*** Data lines

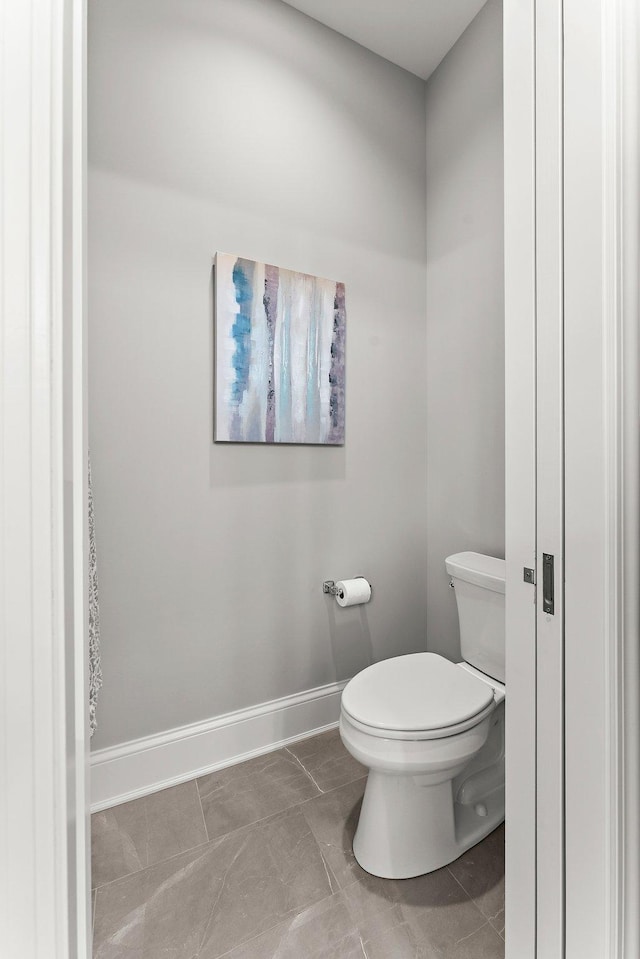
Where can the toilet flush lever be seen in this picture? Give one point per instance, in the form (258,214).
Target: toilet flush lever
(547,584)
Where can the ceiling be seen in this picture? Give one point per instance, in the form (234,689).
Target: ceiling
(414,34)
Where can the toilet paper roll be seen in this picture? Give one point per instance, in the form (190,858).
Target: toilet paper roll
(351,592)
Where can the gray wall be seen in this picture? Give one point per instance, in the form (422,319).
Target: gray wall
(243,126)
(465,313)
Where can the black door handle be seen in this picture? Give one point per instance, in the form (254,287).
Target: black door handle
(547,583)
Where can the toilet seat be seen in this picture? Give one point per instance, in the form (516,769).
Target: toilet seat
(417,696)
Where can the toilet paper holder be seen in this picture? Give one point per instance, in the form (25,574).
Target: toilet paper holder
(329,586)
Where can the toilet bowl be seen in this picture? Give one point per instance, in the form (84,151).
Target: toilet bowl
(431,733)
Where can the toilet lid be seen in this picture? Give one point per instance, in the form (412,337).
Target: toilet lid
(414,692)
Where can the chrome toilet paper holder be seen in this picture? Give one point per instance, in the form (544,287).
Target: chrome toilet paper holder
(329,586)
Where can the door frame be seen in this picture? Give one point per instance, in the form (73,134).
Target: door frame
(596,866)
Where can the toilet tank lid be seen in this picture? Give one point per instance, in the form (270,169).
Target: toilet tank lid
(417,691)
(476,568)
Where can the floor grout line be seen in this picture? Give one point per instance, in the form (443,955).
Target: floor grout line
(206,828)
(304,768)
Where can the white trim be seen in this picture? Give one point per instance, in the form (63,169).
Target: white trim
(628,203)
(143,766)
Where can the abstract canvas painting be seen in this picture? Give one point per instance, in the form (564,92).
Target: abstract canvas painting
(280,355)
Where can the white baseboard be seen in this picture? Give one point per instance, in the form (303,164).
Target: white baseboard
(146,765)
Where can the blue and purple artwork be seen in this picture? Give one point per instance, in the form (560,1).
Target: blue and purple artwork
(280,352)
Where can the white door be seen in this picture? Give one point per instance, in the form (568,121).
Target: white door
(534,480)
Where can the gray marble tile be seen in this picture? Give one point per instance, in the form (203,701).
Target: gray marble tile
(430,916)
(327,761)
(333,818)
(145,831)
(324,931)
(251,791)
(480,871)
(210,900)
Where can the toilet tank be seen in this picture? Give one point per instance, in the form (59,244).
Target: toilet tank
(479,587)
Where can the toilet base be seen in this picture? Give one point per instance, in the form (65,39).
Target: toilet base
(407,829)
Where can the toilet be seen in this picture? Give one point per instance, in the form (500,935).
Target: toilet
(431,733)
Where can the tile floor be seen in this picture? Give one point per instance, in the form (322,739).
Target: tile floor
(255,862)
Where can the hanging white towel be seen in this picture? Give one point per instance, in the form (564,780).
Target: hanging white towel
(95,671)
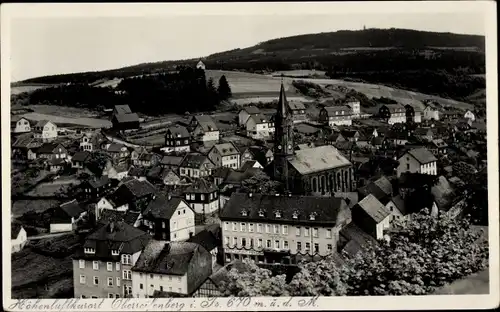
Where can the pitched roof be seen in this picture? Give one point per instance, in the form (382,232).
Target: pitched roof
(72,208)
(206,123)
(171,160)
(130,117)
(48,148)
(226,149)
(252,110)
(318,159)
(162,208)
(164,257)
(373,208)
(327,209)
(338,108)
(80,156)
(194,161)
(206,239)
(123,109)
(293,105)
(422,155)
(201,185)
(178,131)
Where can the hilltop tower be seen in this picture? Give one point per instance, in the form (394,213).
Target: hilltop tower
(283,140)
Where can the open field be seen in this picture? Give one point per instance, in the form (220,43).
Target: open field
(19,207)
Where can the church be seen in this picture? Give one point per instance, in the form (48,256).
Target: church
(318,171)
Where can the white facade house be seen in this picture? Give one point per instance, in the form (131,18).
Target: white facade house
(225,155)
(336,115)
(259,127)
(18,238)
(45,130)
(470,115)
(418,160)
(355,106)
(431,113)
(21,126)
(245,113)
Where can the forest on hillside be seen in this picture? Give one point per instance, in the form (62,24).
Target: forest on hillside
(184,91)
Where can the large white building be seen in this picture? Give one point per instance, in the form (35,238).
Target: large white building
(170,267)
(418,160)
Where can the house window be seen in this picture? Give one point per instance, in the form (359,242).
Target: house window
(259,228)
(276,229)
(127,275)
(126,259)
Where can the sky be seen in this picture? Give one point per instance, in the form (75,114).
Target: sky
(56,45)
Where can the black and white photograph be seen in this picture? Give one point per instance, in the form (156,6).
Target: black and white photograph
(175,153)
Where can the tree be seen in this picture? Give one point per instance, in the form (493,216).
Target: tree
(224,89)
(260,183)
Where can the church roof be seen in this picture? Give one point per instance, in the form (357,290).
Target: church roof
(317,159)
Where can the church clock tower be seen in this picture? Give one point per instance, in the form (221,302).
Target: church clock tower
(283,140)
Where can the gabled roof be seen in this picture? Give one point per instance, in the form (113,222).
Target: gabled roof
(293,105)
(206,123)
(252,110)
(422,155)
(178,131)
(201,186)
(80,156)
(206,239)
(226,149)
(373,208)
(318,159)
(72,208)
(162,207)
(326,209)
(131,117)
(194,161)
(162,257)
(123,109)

******

◆ Work instructions ◆
From the line holding "Where can the house" to the last line of the records, quote each line exactly and add nothing.

◆ Expected answer ◆
Where can the house window be seen in this picture? Give one point per instance, in the form (359,242).
Target: house window
(259,228)
(276,229)
(127,275)
(126,259)
Where can the sky be seen in this picture? Give one point per instance, in the form (75,114).
Target: sky
(56,45)
Where can the black and white photograph be seen in this picture? Give one point per instance, in the form (156,6).
Target: black and white photograph
(175,153)
Where can the tree be seen in this picture? Give one point per instance, in the form (493,216).
Target: tree
(224,89)
(260,183)
Where can the church roof be seen in this picture? Give one point per instance, in the form (357,290).
Target: church roof
(317,159)
Where can the church clock tower be seen in this picture? Give one point per instance, in the form (221,302).
Target: church clock tower
(283,140)
Where can the gabled roof be seen in this picture? Give one point per instance, in the form (113,222).
Target: gabled roof
(293,105)
(206,123)
(252,110)
(422,155)
(178,131)
(201,186)
(80,156)
(206,239)
(226,149)
(373,208)
(318,159)
(72,208)
(162,207)
(326,209)
(131,117)
(194,161)
(162,257)
(123,109)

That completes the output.